Start of Record extracts

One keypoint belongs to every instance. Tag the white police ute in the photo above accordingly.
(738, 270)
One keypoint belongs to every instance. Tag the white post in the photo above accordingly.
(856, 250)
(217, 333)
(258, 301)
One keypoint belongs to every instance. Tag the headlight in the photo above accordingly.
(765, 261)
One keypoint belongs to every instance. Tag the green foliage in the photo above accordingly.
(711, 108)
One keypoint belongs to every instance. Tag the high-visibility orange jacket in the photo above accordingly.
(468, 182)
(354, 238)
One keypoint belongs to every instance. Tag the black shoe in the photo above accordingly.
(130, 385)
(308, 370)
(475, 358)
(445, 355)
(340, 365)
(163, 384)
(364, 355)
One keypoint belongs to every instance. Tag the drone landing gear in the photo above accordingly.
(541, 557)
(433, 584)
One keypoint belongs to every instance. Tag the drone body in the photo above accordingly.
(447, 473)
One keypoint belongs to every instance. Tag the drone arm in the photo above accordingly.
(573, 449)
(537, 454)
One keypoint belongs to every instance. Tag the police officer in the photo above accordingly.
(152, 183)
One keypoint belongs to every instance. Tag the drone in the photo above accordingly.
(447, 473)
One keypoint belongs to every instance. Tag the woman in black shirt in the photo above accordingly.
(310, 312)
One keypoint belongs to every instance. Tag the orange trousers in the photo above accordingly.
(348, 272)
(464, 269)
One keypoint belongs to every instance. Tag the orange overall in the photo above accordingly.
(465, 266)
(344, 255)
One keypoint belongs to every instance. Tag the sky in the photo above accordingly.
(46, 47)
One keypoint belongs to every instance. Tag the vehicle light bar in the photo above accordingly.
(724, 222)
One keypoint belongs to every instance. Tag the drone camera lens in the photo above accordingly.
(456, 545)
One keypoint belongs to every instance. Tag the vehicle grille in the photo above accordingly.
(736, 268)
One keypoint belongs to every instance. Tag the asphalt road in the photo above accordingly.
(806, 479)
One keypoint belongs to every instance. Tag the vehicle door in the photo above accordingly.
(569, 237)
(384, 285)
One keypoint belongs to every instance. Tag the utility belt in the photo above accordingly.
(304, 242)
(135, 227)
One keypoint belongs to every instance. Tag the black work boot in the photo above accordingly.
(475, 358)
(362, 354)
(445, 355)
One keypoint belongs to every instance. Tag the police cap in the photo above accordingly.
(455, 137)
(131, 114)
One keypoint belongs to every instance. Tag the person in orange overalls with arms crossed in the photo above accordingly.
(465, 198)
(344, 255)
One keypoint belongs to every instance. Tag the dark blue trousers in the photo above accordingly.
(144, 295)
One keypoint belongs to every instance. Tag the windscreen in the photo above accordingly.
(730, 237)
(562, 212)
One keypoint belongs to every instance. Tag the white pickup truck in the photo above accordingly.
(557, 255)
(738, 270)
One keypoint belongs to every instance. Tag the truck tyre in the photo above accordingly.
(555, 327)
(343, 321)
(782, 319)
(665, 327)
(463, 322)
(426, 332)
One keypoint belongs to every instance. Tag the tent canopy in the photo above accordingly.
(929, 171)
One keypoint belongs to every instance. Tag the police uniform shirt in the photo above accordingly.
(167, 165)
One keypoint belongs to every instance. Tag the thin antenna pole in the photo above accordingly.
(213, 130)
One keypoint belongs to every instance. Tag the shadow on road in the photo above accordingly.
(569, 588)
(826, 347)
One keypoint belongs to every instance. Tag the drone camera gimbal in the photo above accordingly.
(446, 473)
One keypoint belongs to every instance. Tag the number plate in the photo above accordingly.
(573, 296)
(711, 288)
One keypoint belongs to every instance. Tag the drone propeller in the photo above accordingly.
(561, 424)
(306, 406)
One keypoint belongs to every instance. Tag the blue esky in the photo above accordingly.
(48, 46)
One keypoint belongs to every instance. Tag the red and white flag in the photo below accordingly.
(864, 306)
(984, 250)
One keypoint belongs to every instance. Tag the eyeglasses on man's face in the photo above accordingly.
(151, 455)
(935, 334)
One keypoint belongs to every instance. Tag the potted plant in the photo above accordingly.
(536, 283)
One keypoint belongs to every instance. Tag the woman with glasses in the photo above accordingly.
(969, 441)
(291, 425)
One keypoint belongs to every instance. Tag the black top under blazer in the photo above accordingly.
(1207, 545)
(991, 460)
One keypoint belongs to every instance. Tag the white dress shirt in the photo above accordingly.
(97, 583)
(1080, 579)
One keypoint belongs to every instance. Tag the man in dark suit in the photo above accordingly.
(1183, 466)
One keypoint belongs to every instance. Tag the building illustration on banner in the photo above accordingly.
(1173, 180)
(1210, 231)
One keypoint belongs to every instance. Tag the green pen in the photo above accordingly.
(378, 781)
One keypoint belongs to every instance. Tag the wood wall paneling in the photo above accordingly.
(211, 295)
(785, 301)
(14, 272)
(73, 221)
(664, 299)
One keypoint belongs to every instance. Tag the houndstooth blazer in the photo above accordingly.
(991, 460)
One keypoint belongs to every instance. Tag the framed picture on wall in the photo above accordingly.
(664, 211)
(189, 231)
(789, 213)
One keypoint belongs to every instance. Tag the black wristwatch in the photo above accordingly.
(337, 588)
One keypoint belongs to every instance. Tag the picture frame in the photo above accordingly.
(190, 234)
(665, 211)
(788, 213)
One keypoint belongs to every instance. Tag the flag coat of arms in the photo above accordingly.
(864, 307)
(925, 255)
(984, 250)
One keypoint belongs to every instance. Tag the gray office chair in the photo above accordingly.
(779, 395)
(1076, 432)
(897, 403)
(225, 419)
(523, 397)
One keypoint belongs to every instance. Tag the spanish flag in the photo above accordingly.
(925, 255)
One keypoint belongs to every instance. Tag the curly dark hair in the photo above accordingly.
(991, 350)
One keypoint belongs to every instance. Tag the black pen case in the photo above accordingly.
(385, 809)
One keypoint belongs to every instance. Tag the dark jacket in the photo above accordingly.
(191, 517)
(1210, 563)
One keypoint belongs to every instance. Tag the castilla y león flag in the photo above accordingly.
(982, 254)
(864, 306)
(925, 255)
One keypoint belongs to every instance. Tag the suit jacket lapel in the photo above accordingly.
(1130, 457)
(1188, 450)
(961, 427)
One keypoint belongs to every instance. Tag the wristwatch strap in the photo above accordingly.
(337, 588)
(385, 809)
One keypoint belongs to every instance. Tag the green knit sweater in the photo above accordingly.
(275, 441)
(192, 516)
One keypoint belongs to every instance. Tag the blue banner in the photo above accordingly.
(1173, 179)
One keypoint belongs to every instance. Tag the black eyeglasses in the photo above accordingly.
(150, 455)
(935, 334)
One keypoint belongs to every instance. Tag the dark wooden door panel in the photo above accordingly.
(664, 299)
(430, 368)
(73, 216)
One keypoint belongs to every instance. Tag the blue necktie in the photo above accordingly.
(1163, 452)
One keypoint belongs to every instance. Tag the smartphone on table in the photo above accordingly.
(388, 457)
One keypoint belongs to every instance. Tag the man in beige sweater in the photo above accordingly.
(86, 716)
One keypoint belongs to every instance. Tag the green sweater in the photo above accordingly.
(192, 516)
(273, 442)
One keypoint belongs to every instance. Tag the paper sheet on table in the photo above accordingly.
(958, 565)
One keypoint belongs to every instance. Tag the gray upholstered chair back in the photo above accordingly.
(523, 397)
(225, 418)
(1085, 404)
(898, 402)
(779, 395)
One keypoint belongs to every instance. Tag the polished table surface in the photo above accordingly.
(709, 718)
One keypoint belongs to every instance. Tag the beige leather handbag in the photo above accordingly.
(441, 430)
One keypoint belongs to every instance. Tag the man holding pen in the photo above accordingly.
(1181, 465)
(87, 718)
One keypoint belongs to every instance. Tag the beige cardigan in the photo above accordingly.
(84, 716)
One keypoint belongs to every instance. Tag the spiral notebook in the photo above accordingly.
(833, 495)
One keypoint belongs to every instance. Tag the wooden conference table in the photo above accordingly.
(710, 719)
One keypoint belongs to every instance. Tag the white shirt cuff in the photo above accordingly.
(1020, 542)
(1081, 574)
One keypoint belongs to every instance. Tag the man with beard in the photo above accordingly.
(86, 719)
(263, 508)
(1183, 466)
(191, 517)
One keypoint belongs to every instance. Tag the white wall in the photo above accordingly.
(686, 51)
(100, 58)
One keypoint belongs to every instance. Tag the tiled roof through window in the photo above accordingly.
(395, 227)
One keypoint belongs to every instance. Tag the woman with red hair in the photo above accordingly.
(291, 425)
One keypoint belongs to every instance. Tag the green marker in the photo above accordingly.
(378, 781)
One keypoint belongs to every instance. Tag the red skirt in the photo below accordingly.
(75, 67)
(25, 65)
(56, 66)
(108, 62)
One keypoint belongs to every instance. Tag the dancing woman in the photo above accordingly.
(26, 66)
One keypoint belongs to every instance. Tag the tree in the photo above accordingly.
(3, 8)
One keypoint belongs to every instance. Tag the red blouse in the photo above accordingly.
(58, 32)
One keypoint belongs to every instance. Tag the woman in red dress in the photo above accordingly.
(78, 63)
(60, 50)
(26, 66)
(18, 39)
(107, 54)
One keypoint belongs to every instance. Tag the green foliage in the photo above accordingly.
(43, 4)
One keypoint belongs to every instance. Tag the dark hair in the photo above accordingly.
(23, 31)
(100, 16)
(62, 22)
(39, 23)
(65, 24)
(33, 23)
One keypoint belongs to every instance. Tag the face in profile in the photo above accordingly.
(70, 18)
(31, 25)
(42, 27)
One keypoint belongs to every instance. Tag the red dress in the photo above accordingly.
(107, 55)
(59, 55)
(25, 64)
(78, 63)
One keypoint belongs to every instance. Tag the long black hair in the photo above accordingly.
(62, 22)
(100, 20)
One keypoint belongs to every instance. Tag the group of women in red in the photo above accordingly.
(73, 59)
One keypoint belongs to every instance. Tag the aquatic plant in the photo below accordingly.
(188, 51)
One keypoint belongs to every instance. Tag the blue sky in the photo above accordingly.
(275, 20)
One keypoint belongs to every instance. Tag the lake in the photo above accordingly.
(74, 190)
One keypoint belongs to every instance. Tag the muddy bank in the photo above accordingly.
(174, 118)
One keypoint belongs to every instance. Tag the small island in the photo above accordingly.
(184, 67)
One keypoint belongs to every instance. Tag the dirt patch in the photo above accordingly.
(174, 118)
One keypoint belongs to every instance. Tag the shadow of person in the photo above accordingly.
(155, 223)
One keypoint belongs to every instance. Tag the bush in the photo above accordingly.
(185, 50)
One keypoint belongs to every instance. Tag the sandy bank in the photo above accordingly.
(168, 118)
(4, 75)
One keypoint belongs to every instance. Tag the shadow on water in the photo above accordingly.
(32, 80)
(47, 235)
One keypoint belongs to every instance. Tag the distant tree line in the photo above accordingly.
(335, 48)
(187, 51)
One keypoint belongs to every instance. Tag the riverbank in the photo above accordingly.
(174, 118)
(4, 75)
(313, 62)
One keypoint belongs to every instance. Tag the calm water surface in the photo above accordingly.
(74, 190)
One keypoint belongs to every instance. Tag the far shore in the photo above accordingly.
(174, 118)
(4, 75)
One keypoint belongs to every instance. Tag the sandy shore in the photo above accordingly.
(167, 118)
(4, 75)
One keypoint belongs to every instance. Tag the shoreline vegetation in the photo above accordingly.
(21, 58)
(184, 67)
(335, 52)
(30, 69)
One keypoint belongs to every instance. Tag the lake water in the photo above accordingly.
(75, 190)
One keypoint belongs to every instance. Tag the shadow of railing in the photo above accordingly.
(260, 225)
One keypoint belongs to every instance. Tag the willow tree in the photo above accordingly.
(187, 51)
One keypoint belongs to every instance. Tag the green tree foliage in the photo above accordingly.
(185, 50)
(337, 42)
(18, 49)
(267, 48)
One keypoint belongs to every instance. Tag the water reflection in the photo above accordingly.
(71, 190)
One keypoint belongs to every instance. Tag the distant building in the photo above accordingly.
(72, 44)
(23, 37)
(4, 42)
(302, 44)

End of Record extracts

**Problem:** Copy exactly the line that contains "One keypoint belongs to every instance. Tag the distant building" and every line after it, up to and including the last line of the records.

**The completed task:**
One keypoint belongs to every instance. Tag the distant building in the photo above accordingly.
(72, 44)
(23, 37)
(4, 42)
(302, 44)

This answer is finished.